* **TASK REQUIREMENTS**
Copy out the rows below, substituting "a single point for each instance" for every occurrence of "one point per instance" and leaving all other text unchanged.

Source rows:

§ §

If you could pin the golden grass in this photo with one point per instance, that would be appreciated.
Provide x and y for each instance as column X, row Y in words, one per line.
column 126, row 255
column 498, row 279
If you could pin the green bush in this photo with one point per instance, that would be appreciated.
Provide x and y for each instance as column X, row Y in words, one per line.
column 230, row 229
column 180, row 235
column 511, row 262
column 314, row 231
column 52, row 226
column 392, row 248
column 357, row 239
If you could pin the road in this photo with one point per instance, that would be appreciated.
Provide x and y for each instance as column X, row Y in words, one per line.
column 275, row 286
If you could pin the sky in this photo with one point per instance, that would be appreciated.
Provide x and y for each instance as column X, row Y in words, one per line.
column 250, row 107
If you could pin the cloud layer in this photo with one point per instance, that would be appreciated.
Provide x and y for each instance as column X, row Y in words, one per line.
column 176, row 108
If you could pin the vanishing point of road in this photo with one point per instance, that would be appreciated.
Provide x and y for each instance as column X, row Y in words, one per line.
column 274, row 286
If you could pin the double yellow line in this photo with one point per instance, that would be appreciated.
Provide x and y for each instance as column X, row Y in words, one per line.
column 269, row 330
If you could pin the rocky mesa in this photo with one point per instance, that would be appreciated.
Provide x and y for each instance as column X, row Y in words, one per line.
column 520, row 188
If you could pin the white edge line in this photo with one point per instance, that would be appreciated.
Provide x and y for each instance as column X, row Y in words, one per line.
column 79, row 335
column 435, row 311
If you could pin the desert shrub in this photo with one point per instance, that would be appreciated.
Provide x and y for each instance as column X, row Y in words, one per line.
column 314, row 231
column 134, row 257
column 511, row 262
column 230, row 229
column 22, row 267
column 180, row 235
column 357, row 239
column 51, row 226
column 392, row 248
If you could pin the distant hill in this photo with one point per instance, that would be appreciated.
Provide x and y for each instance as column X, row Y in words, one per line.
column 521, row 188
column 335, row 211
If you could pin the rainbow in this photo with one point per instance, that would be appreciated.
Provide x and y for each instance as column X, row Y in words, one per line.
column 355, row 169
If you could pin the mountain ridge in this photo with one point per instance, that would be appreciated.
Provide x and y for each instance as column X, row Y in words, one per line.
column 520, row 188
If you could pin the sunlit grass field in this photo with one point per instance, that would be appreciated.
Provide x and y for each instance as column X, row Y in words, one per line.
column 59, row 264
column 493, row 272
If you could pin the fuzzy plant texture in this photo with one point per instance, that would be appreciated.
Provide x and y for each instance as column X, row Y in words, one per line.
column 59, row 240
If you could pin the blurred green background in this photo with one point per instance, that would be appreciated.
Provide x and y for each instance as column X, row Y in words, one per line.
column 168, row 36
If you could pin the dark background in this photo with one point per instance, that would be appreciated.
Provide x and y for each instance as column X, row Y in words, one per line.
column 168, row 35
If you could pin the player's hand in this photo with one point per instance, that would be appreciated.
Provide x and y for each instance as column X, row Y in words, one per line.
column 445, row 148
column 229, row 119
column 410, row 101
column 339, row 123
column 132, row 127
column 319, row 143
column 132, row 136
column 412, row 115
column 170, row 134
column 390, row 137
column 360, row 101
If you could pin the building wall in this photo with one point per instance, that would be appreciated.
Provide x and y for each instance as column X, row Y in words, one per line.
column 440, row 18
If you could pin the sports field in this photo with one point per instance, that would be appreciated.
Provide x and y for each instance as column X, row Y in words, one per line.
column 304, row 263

§ §

* **EXERCISE OUTPUT**
If you could pin the golden grass in this photo with a single point for each instance, that would be appreciated.
Provide x and y for each instance as column X, row Y in words, one per line.
column 126, row 255
column 498, row 279
If you could pin the green bush in this photo with a single point for each instance, that would be appreciated.
Provide x and y for each instance as column X, row Y in words, one per line.
column 230, row 229
column 180, row 235
column 511, row 262
column 314, row 231
column 52, row 226
column 392, row 248
column 357, row 239
If you could pin the road in this photo with a single point for each instance, that would be appreciated.
Provide x and y for each instance as column X, row Y in words, one per line.
column 275, row 286
If you could pin the sky in this photo with a single point for each instance, that would be appreciated.
Provide x and y for each instance as column X, row Y in words, one per line.
column 250, row 107
If you could pin the cloud layer in this photo with a single point for each instance, that would be appreciated.
Provide x and y for each instance as column X, row Y in words, one per line.
column 176, row 108
If you could pin the vanishing point of road in this photo with a single point for each instance, that would be appreciated.
Provide x and y for each instance as column X, row Y in words, one per line.
column 274, row 286
If you could pin the double yellow line in this photo with a single point for each instance, that would be appreciated.
Provide x and y for each instance as column X, row Y in words, one per line.
column 269, row 330
If you could pin the rocky mesa in this photo with a single point for each instance, that would be appreciated.
Provide x and y for each instance as column X, row Y in words, one per line.
column 520, row 188
If you could pin the white edge line in this photo with a single point for each instance, that would be appreciated.
Provide x and y for each instance as column X, row Y in words, one per line.
column 79, row 335
column 435, row 311
If you could pin the desert shrub in this photo with a single point for each instance, that would be appreciated.
Provide x and y for each instance as column X, row Y in words, one per line.
column 314, row 231
column 134, row 257
column 511, row 262
column 230, row 229
column 22, row 267
column 180, row 235
column 357, row 239
column 51, row 226
column 392, row 248
If you could pin the distant hill in this photo with a single point for each instance, that would be appreciated.
Provide x and y for each instance as column X, row Y in words, one per line.
column 521, row 188
column 335, row 211
If you could pin the rainbow in this photo with a single point for each instance, that would be appreciated.
Provide x and y for each instance as column X, row Y in words, one per line.
column 355, row 169
If you could pin the mountain ridge in this photo with a single point for each instance, that would be appreciated.
Provide x and y for each instance as column X, row Y in words, one per line.
column 520, row 188
If you could pin the sunlit grass field in this photo with a single point for each instance, that would be appreciated.
Provide x and y for each instance as column X, row Y in words, one per line.
column 59, row 264
column 493, row 272
If you could pin the fuzzy plant texture in this photo with a single point for each instance, that would be appreciated.
Provide x and y for each instance as column X, row Y in words, one per line.
column 59, row 240
If you could pin the blurred green background in this photo with a single point for each instance, that would be appreciated.
Provide x and y for each instance as column X, row Y in words, one per line.
column 168, row 36
If you could pin the dark background in this photo with a single point for each instance, that would be appreciated.
Provide x and y for each instance as column X, row Y in words, one per line.
column 168, row 35
If you could pin the player's hand in this photo with a single point for each instance, that would be appreciated.
Provide x and y for each instance as column X, row Y in words, one per line.
column 445, row 148
column 229, row 119
column 410, row 101
column 339, row 123
column 132, row 127
column 319, row 143
column 132, row 136
column 412, row 115
column 170, row 134
column 390, row 137
column 360, row 101
If you could pin the building wall in this photo with a single point for each instance, that would be appreciated.
Provide x and y for each instance as column X, row Y in words, one per line.
column 440, row 18
If you could pin the sports field in this photo with a single point for each instance, that would be appreciated.
Provide x and y for each instance as column X, row Y in words, one per line.
column 304, row 263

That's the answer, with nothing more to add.